━━ DATASET RECORDS

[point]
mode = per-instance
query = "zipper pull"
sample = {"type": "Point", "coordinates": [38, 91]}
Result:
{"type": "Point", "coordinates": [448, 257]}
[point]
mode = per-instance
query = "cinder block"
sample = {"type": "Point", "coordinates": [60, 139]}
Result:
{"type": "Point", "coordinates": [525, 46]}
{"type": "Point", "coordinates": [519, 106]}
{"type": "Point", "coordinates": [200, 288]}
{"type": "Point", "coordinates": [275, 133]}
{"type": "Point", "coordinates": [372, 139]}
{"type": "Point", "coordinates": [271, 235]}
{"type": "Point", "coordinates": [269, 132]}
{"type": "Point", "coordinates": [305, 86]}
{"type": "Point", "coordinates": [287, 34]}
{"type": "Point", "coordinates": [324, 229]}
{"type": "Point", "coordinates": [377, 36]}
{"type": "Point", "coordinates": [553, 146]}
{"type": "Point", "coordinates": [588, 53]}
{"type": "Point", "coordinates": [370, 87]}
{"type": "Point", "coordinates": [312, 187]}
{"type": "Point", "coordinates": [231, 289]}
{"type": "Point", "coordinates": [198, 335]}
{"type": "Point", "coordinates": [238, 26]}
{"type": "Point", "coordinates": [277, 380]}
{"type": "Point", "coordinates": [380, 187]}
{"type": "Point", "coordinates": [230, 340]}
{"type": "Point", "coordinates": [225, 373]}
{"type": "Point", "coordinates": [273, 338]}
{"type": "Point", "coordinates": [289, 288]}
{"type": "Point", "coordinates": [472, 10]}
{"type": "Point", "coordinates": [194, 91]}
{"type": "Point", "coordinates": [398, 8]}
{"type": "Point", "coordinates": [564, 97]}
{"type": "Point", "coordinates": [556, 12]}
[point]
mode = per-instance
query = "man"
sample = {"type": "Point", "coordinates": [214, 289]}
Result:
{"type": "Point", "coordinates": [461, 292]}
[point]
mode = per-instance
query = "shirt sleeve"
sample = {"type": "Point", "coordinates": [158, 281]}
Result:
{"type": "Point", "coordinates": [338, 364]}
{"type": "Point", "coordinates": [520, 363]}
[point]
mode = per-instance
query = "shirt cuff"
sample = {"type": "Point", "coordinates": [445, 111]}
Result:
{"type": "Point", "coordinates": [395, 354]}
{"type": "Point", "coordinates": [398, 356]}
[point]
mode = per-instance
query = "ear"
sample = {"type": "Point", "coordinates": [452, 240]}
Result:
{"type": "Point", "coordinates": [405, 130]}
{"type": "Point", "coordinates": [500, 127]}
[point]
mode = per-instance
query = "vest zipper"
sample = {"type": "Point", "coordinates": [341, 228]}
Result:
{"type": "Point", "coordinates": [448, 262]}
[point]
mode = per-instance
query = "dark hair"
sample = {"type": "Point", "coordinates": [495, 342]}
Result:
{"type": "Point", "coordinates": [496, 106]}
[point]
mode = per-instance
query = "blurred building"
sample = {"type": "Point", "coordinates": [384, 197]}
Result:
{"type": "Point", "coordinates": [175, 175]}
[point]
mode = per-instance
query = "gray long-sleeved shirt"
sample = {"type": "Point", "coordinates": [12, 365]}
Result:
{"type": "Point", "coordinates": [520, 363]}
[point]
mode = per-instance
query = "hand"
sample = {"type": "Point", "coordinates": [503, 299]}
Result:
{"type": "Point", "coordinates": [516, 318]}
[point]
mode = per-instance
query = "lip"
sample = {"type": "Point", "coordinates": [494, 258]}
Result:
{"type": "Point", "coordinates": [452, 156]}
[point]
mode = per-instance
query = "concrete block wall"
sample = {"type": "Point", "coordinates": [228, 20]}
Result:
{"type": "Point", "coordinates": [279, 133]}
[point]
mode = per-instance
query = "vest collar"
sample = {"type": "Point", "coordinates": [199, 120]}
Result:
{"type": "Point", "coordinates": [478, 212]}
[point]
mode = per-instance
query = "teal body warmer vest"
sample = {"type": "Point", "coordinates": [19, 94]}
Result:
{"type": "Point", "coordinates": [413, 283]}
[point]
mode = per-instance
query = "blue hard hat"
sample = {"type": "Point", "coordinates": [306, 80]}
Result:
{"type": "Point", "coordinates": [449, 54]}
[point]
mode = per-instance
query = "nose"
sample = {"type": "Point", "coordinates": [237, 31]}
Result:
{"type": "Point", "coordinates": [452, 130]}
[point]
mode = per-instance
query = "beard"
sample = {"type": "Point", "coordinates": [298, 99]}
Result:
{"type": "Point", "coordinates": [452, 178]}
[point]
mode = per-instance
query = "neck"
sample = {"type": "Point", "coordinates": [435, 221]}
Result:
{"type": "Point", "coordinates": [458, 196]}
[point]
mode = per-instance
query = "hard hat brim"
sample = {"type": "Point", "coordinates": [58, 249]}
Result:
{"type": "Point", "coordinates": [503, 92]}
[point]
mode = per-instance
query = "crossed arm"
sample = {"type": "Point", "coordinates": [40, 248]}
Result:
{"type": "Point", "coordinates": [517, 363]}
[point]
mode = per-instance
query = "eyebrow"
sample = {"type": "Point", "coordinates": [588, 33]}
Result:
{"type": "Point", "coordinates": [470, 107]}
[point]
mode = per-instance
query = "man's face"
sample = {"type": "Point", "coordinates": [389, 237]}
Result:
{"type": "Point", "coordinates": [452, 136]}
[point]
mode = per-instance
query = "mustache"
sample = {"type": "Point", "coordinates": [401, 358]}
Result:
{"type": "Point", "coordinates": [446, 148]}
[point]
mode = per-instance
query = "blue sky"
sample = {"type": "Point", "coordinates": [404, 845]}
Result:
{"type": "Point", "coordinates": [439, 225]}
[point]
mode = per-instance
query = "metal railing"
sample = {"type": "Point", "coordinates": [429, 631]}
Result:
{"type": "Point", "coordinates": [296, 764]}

━━━━

● **PROBLEM DESCRIPTION**
Word for word, write out every entry shown above.

● **OUTPUT FOR THIS TASK**
[point]
mode = per-instance
query = "zipper pull"
sample = {"type": "Point", "coordinates": [38, 91]}
Result:
{"type": "Point", "coordinates": [448, 257]}
[point]
mode = per-instance
query = "cinder block"
sample = {"type": "Point", "coordinates": [60, 139]}
Result:
{"type": "Point", "coordinates": [525, 46]}
{"type": "Point", "coordinates": [519, 106]}
{"type": "Point", "coordinates": [200, 288]}
{"type": "Point", "coordinates": [275, 133]}
{"type": "Point", "coordinates": [372, 139]}
{"type": "Point", "coordinates": [271, 235]}
{"type": "Point", "coordinates": [269, 132]}
{"type": "Point", "coordinates": [305, 86]}
{"type": "Point", "coordinates": [287, 34]}
{"type": "Point", "coordinates": [324, 229]}
{"type": "Point", "coordinates": [377, 36]}
{"type": "Point", "coordinates": [553, 146]}
{"type": "Point", "coordinates": [588, 53]}
{"type": "Point", "coordinates": [370, 87]}
{"type": "Point", "coordinates": [312, 187]}
{"type": "Point", "coordinates": [231, 289]}
{"type": "Point", "coordinates": [198, 335]}
{"type": "Point", "coordinates": [238, 26]}
{"type": "Point", "coordinates": [277, 380]}
{"type": "Point", "coordinates": [380, 187]}
{"type": "Point", "coordinates": [230, 340]}
{"type": "Point", "coordinates": [225, 373]}
{"type": "Point", "coordinates": [273, 338]}
{"type": "Point", "coordinates": [289, 288]}
{"type": "Point", "coordinates": [472, 10]}
{"type": "Point", "coordinates": [194, 91]}
{"type": "Point", "coordinates": [398, 8]}
{"type": "Point", "coordinates": [564, 97]}
{"type": "Point", "coordinates": [556, 12]}
[point]
mode = per-instance
query = "man"
sample = {"type": "Point", "coordinates": [214, 289]}
Result:
{"type": "Point", "coordinates": [461, 292]}
[point]
mode = per-instance
query = "shirt sleeve"
sample = {"type": "Point", "coordinates": [158, 281]}
Result:
{"type": "Point", "coordinates": [338, 364]}
{"type": "Point", "coordinates": [520, 363]}
[point]
mode = per-instance
query = "shirt cuff"
sample = {"type": "Point", "coordinates": [445, 111]}
Result:
{"type": "Point", "coordinates": [395, 354]}
{"type": "Point", "coordinates": [398, 356]}
[point]
mode = per-instance
query = "ear"
sample = {"type": "Point", "coordinates": [452, 240]}
Result:
{"type": "Point", "coordinates": [405, 130]}
{"type": "Point", "coordinates": [500, 127]}
[point]
mode = per-instance
query = "vest zipper"
sample = {"type": "Point", "coordinates": [341, 228]}
Result:
{"type": "Point", "coordinates": [448, 262]}
[point]
mode = per-instance
query = "dark hair"
sample = {"type": "Point", "coordinates": [495, 342]}
Result:
{"type": "Point", "coordinates": [496, 106]}
[point]
mode = per-instance
query = "blurred building"
sample = {"type": "Point", "coordinates": [384, 197]}
Result:
{"type": "Point", "coordinates": [175, 175]}
[point]
mode = per-instance
query = "gray long-sleeved shirt"
sample = {"type": "Point", "coordinates": [12, 365]}
Result:
{"type": "Point", "coordinates": [520, 363]}
[point]
mode = per-instance
query = "hand"
sample = {"type": "Point", "coordinates": [503, 299]}
Result:
{"type": "Point", "coordinates": [516, 318]}
[point]
mode = per-instance
query = "lip"
sample = {"type": "Point", "coordinates": [494, 258]}
Result:
{"type": "Point", "coordinates": [452, 156]}
[point]
mode = per-instance
query = "concrete block wall"
sample = {"type": "Point", "coordinates": [228, 20]}
Result:
{"type": "Point", "coordinates": [279, 133]}
[point]
mode = per-instance
query = "vest collar"
sample = {"type": "Point", "coordinates": [199, 120]}
Result:
{"type": "Point", "coordinates": [478, 212]}
[point]
mode = per-instance
query = "teal body warmer vest"
sample = {"type": "Point", "coordinates": [19, 94]}
Result:
{"type": "Point", "coordinates": [413, 283]}
[point]
mode = per-instance
query = "blue hard hat"
sample = {"type": "Point", "coordinates": [306, 80]}
Result:
{"type": "Point", "coordinates": [449, 54]}
[point]
mode = per-instance
query = "nose"
sample = {"type": "Point", "coordinates": [237, 31]}
Result:
{"type": "Point", "coordinates": [452, 130]}
[point]
mode = per-instance
query = "beard"
sample = {"type": "Point", "coordinates": [298, 99]}
Result:
{"type": "Point", "coordinates": [452, 178]}
[point]
mode = per-instance
query = "neck"
sample = {"type": "Point", "coordinates": [435, 221]}
Result:
{"type": "Point", "coordinates": [458, 196]}
[point]
mode = per-instance
query = "hard hat brim"
sample = {"type": "Point", "coordinates": [58, 249]}
Result:
{"type": "Point", "coordinates": [503, 92]}
[point]
mode = per-instance
query = "crossed arm"
sample = {"type": "Point", "coordinates": [40, 248]}
Result:
{"type": "Point", "coordinates": [517, 363]}
[point]
mode = per-instance
query = "eyebrow"
sample = {"type": "Point", "coordinates": [588, 33]}
Result:
{"type": "Point", "coordinates": [470, 107]}
[point]
mode = per-instance
query = "man's face"
sample = {"type": "Point", "coordinates": [389, 237]}
Result:
{"type": "Point", "coordinates": [452, 136]}
[point]
mode = per-instance
query = "mustache"
sample = {"type": "Point", "coordinates": [401, 358]}
Result:
{"type": "Point", "coordinates": [446, 148]}
[point]
mode = per-instance
query = "blue sky"
sample = {"type": "Point", "coordinates": [404, 845]}
Result:
{"type": "Point", "coordinates": [439, 225]}
[point]
mode = per-instance
query = "metal railing"
sample = {"type": "Point", "coordinates": [429, 631]}
Result:
{"type": "Point", "coordinates": [296, 764]}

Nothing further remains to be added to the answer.